▶ _What you have to do_: Rewrite the entries beginning at the line that contains "Prompted segmentation: for" and ending after the line that contains "box: [418, 140, 481, 161]", replacing "positive clicks" with "foreground clicks" and leaving everything else unchanged.

▶ _Task material_:
++++

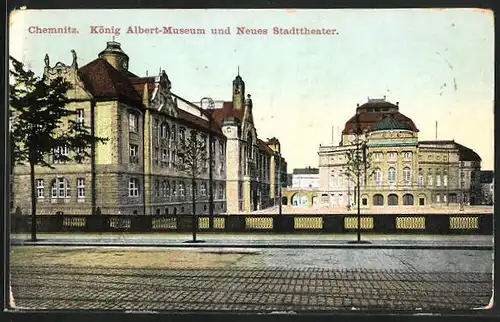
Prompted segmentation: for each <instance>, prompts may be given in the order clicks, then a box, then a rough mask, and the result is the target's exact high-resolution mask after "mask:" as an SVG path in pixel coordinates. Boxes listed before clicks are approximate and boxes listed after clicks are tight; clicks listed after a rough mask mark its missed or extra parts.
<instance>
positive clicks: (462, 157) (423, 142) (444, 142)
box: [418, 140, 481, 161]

++++

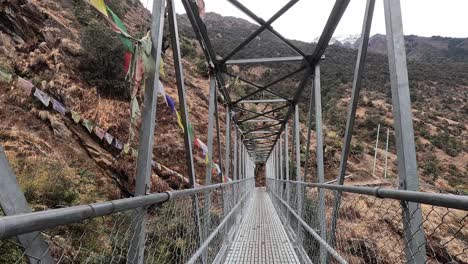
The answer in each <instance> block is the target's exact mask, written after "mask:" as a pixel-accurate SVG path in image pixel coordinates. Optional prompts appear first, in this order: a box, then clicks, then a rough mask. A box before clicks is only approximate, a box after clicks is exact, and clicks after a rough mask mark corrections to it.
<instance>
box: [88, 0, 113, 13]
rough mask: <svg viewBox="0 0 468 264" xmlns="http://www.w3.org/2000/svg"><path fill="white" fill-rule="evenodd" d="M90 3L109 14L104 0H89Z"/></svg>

++++

▶ _Solution for this problem_:
Prompted segmentation: for each <instance>, prompts may be given in the order clicks, then a box, then a rough mask, and the result is the target's exact high-resolution mask after "mask:" as an SVG path in pixel coordinates. Boxes listed before clicks are approximate and boxes listed after clicks are tight; clicks listed after a rough mask mark its missed or extra parts.
<instance>
foreground clicks: (462, 157) (423, 142) (444, 142)
box: [418, 140, 481, 161]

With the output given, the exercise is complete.